* [EXERCISE REQUIREMENTS]
The data below must be copied in full and without any change.

━━ GIVEN DATA

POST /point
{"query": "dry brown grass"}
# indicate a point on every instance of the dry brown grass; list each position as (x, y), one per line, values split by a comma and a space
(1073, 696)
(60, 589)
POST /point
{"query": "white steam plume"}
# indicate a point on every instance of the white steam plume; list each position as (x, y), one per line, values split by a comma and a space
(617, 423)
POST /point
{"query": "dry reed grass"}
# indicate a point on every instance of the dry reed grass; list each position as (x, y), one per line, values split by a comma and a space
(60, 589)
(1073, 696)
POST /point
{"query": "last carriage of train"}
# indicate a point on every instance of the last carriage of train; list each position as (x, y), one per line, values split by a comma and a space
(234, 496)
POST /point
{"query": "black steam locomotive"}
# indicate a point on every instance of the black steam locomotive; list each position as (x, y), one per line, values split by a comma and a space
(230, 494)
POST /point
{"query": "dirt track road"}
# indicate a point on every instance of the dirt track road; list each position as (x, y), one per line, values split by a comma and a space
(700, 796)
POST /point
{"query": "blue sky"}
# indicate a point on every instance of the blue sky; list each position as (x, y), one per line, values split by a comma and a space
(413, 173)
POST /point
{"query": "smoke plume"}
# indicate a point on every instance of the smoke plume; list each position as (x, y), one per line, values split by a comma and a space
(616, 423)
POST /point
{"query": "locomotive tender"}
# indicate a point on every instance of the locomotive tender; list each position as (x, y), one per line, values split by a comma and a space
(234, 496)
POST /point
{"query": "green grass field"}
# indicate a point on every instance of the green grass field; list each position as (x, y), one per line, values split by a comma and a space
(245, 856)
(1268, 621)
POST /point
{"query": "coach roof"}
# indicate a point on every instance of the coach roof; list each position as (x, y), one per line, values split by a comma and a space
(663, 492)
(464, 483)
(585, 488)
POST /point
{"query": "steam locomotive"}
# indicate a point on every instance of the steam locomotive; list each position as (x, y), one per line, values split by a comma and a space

━━━━

* [WORKED SOLUTION]
POST /point
{"query": "dry brown grass"}
# indicate a point on every instance of the dry brown grass; list each position as (x, y), one per line, values split by a comma and a space
(1073, 696)
(60, 589)
POST /point
{"query": "white steam plume"}
# indicate a point on every instance of the white steam plume; list each position as (x, y), one per line, values split by a comma and a space
(617, 423)
POST /point
{"query": "dry reed grass"}
# indicate a point on every instance of the dry reed grass; list each position as (x, y), one per line, values split by a comma and a space
(60, 589)
(1073, 696)
POST /point
{"query": "last carriage of train"}
# indicate a point on every instance of the last carriage of train; list each position as (x, y), one per line, values split by a comma and a space
(234, 496)
POST /point
{"query": "black steam locomotive"}
# indicate a point on every instance of the black steam locomotive; list each position as (x, y), one per line, values split by a comma and a space
(230, 494)
POST /point
{"query": "dirt track road"}
# indicate a point on every instance of the dirt track road; list each position as (x, y), one per line, values split by a comma and a space
(700, 796)
POST /point
{"query": "blue sky"}
# indicate a point on every instance of the blue sky; list each position as (x, y), one per line, values split by a comma and a space
(413, 173)
POST /point
{"query": "smoke plume"}
# indicate a point on every instance of the smoke plume; list each position as (x, y), one per line, values split by a comma and a space
(616, 423)
POST /point
{"query": "locomotive tender"}
# indicate a point on every instance of the locomotive tender; list each position as (x, y), one per line, values split by a comma and a space
(234, 496)
POST /point
{"query": "green grass field"}
# indicate a point on every instance of the green grass field; list each position as (x, y), one per line, values split by a comma and a space
(245, 856)
(1268, 621)
POST /point
{"query": "coach roof"}
# indicate a point on every instance of the coach roof; list each position as (x, y), one per line, values split by a comma and a space
(663, 492)
(464, 483)
(585, 488)
POST /point
{"query": "steam locomotive"}
# indicate a point on every instance of the steam locomotive; list each position as (x, y), one per line, values split by a comma and a space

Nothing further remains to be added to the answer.